─── Information given ───

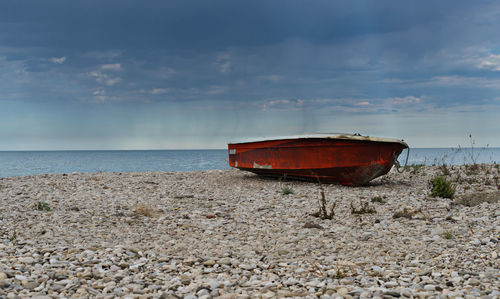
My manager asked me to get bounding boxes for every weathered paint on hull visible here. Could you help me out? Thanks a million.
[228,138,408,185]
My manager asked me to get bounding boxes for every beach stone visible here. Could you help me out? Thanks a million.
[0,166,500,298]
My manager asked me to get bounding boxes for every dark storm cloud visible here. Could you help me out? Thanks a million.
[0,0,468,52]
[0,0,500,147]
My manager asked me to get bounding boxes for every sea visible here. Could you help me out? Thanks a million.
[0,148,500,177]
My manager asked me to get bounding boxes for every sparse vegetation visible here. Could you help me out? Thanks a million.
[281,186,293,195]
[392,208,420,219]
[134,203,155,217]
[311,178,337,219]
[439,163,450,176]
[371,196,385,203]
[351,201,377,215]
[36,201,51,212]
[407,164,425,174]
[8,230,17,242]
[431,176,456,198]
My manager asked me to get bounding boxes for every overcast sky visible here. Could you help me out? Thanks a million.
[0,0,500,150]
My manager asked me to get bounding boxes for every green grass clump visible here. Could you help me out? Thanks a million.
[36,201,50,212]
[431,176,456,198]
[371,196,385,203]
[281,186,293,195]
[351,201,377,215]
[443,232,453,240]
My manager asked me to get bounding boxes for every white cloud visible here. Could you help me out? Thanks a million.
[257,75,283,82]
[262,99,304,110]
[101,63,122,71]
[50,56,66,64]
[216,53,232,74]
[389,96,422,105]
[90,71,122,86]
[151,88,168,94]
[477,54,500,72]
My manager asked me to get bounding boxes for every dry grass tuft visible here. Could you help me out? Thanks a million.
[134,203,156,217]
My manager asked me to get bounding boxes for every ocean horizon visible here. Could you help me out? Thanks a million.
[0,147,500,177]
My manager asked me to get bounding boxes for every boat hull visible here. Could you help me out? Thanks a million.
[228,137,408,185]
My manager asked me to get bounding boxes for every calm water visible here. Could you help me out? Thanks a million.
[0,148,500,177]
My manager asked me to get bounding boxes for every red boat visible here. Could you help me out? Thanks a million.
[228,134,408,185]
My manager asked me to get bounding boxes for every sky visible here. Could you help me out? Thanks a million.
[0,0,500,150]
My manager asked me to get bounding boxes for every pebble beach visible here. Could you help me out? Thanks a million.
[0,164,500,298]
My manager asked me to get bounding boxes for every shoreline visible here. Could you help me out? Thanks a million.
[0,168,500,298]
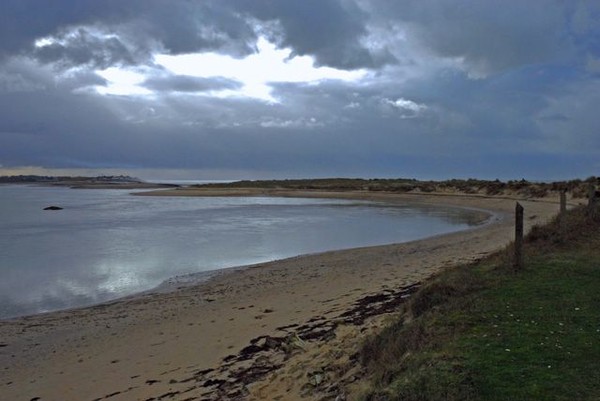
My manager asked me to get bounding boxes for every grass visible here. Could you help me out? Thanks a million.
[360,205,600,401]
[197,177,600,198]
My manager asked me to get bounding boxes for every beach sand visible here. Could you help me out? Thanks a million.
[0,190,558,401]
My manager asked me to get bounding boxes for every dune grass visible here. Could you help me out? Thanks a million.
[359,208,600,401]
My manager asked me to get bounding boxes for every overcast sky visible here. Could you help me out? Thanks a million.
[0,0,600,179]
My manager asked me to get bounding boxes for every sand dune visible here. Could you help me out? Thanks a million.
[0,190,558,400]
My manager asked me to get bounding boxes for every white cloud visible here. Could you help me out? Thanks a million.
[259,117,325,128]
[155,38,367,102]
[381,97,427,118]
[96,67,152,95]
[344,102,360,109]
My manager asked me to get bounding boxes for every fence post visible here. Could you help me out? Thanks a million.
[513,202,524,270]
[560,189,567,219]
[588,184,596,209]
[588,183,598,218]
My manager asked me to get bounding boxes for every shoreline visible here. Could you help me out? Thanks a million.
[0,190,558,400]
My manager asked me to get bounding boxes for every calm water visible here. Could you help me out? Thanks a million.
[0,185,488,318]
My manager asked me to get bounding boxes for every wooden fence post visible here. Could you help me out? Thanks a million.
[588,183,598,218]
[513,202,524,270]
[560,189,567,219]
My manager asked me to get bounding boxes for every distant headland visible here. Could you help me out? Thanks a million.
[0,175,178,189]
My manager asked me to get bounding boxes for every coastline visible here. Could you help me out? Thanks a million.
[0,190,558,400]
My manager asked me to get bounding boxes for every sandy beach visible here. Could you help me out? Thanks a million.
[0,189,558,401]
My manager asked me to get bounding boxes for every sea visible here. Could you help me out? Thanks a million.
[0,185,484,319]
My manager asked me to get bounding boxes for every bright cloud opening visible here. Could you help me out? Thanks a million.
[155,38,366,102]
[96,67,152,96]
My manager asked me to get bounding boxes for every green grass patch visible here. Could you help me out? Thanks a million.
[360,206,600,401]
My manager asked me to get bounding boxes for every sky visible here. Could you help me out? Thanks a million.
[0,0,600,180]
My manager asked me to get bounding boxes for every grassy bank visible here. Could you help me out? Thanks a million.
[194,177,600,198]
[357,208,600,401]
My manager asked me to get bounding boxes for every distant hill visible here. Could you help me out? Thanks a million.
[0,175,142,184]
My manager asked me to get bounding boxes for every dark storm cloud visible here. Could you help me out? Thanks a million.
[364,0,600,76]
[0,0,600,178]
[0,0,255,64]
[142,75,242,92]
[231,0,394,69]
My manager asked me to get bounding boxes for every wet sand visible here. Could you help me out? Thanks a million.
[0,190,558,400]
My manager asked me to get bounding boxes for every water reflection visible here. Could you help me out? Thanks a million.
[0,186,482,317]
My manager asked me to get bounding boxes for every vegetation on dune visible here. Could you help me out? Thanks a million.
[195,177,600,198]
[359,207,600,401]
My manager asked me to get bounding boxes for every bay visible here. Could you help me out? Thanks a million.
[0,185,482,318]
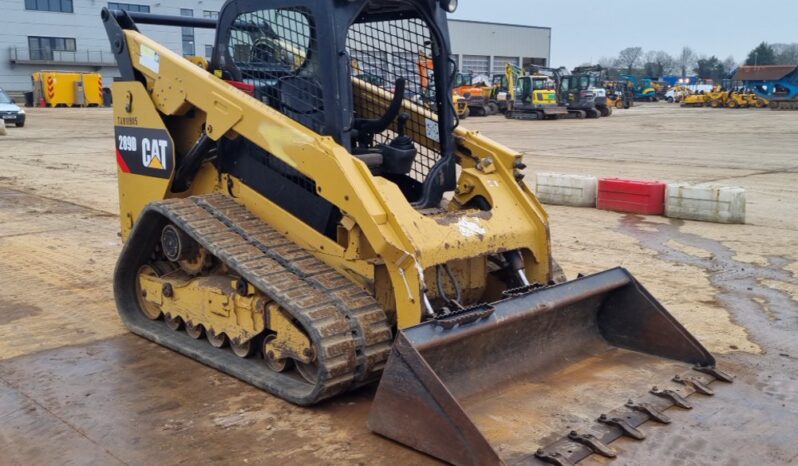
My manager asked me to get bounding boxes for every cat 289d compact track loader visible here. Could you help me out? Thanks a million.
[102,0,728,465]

───
─── Information given ───

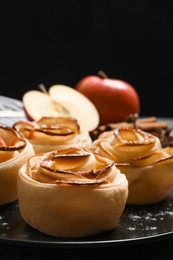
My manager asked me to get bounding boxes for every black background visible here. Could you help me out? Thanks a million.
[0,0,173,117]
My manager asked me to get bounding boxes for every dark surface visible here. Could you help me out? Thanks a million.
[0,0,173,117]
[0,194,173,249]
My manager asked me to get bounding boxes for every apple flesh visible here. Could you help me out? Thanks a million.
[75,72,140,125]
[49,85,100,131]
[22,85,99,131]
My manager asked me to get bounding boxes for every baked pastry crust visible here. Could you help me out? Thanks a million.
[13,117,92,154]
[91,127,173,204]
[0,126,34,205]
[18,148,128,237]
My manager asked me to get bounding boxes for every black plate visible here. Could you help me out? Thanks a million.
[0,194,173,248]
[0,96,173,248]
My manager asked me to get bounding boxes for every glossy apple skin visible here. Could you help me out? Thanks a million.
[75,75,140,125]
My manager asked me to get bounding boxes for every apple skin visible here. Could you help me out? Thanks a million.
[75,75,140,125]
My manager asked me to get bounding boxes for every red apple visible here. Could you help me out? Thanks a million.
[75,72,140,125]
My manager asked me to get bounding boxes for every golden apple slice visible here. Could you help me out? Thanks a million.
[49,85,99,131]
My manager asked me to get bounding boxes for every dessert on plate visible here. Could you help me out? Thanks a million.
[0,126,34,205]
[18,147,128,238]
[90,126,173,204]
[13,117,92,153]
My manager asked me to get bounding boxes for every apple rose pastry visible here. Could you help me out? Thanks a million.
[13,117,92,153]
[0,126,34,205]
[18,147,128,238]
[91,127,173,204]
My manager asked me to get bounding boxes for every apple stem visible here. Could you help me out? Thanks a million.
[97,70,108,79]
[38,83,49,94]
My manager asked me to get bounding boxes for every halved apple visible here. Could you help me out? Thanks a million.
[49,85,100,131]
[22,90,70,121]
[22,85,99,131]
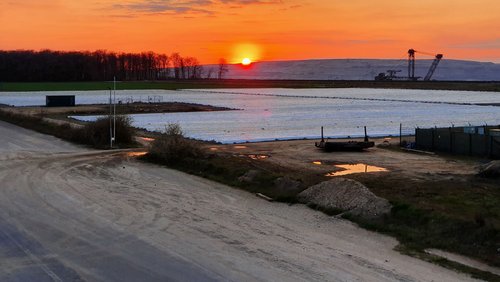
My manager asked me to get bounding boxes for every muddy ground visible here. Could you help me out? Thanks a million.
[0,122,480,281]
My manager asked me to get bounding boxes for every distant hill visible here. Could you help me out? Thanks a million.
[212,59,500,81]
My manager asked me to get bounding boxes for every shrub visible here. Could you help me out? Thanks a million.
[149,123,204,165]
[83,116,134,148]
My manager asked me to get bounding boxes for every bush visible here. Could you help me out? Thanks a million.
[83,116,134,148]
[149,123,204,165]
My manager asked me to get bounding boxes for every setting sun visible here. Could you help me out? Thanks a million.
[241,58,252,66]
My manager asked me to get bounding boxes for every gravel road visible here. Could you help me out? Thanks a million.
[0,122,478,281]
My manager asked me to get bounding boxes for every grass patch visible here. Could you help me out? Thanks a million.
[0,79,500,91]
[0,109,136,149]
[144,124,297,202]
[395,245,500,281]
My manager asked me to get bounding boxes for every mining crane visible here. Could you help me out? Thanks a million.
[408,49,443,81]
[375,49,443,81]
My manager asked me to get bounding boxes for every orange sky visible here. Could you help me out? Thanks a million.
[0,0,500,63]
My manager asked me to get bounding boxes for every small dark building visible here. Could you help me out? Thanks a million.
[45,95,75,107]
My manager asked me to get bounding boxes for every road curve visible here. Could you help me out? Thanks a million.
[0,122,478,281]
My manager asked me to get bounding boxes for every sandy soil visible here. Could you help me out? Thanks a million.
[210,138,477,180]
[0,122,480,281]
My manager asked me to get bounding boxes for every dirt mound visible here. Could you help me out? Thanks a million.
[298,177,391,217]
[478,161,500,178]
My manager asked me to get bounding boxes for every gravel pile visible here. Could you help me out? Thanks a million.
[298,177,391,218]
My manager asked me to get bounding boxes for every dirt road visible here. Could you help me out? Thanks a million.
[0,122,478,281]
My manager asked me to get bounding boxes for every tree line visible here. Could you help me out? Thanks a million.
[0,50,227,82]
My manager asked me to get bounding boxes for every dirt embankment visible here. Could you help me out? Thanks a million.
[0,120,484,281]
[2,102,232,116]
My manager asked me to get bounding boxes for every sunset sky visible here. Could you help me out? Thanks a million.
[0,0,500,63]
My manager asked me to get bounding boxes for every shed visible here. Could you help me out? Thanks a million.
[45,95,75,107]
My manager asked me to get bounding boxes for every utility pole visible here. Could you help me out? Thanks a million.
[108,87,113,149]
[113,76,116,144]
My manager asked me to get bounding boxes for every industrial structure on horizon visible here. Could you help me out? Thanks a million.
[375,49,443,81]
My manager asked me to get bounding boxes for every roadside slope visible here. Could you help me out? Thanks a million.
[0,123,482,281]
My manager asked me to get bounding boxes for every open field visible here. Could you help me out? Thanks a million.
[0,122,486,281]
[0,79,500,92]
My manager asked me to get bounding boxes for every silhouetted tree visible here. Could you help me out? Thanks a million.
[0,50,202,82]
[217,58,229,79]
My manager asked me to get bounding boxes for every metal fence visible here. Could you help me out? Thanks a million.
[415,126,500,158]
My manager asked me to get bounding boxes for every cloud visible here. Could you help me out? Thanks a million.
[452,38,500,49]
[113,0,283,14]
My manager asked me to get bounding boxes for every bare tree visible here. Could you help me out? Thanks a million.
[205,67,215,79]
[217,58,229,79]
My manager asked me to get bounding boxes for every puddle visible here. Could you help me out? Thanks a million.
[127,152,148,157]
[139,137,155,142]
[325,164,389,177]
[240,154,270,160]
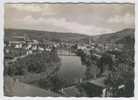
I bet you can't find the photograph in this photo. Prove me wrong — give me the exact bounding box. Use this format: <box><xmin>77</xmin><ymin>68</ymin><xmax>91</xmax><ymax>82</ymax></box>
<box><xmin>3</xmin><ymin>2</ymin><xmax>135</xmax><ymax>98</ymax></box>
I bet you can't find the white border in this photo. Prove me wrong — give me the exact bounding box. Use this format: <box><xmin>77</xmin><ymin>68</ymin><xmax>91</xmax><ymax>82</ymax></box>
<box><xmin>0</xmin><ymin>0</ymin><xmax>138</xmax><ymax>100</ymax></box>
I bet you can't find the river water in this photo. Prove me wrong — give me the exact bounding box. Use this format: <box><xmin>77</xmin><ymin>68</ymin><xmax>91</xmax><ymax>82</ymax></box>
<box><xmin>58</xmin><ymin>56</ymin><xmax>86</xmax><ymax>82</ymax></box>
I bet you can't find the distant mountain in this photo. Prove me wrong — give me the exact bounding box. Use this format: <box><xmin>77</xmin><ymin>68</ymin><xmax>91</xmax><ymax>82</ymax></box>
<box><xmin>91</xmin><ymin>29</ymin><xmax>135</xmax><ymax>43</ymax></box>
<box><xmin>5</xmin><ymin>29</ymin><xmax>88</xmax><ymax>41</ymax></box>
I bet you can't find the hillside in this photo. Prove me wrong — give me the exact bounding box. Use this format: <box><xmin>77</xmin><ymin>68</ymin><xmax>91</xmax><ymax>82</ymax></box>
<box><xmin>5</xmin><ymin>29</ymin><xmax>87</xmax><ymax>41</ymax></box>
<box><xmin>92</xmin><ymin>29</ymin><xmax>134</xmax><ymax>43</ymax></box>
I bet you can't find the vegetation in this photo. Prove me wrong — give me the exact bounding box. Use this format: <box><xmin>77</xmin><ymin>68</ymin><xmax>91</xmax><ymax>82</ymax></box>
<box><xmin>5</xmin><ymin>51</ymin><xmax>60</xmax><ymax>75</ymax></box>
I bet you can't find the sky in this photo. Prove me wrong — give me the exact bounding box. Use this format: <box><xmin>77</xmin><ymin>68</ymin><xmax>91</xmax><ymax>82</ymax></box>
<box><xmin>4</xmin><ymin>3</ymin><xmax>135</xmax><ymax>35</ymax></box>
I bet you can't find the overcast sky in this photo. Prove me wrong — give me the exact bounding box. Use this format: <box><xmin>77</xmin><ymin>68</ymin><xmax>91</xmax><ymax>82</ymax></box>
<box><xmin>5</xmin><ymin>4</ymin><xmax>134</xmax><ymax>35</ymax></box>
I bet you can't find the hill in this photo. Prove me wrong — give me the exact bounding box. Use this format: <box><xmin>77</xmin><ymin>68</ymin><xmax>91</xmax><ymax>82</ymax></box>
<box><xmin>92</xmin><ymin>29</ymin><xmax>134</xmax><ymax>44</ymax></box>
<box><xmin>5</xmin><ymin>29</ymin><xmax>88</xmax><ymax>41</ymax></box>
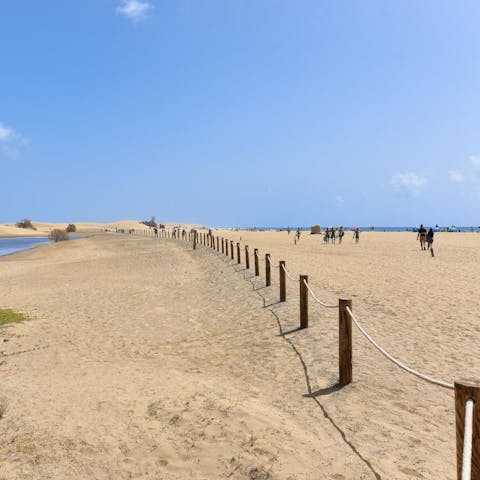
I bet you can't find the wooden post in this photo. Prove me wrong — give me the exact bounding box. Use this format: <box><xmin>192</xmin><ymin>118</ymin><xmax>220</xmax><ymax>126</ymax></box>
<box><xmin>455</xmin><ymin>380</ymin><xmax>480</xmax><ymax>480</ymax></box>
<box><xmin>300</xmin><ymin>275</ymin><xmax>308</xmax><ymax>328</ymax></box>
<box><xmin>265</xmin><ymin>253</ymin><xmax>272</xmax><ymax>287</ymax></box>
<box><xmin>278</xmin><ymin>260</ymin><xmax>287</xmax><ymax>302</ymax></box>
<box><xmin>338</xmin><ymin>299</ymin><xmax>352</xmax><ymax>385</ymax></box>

───
─── Information given ───

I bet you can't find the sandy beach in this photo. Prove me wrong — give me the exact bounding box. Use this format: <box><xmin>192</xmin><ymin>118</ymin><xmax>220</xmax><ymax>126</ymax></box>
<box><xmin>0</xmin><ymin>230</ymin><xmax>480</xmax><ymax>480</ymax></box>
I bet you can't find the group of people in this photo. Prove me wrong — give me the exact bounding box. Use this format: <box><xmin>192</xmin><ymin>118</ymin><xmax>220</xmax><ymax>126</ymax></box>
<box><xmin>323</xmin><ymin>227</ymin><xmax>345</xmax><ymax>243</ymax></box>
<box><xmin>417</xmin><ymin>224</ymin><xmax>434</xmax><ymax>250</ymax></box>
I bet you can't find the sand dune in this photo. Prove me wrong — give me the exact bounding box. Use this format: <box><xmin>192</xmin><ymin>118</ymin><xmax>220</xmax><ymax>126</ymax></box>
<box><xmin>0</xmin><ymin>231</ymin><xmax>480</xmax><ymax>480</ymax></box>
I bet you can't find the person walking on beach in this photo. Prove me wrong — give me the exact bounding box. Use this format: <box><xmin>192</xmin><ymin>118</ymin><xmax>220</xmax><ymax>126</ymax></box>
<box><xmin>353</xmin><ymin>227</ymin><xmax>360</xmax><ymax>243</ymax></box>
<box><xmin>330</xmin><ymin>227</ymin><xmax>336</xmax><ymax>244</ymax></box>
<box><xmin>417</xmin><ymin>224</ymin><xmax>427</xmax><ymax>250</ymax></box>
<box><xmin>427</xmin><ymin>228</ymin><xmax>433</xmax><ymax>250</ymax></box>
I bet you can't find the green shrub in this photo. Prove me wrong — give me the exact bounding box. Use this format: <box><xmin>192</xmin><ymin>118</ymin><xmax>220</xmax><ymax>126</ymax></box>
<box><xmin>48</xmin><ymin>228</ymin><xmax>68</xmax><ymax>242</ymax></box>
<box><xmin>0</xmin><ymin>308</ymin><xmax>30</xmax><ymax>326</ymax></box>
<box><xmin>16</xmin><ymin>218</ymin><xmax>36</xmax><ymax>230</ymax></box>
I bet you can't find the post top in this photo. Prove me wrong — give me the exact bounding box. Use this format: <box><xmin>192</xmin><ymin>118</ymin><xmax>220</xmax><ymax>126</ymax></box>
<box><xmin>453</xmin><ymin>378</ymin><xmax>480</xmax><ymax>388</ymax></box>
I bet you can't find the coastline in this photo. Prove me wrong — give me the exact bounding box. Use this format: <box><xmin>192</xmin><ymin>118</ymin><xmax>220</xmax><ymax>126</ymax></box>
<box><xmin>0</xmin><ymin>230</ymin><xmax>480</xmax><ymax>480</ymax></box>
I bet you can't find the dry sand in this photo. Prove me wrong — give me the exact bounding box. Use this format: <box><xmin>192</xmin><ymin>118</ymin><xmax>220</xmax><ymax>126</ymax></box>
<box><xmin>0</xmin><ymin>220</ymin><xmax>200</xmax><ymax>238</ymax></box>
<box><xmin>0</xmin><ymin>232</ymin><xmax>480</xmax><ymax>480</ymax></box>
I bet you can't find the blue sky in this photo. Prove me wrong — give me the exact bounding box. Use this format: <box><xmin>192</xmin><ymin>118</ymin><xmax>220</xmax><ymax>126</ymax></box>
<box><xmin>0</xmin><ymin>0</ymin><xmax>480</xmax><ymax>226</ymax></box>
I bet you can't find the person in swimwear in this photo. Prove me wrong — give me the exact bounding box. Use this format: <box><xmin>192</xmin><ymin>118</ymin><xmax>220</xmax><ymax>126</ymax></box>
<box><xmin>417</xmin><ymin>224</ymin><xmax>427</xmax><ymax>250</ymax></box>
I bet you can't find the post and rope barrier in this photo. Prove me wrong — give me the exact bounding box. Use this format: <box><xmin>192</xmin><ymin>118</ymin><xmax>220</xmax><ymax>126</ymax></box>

───

Scale the portion of the data that opens with the line containing "every red boat" and closes with the line containing "[228,134,408,185]", both lines included, by giving every line again with each bounding-box coordinate in the answers multiplied by 0.65 and rounded to a whole number, halves rounded up. Keep the request text unchanged.

=== Result for this exercise ===
My manager asked me to get bounding boxes for every red boat visible here. Could you help me out? Thanks a million.
[148,87,265,120]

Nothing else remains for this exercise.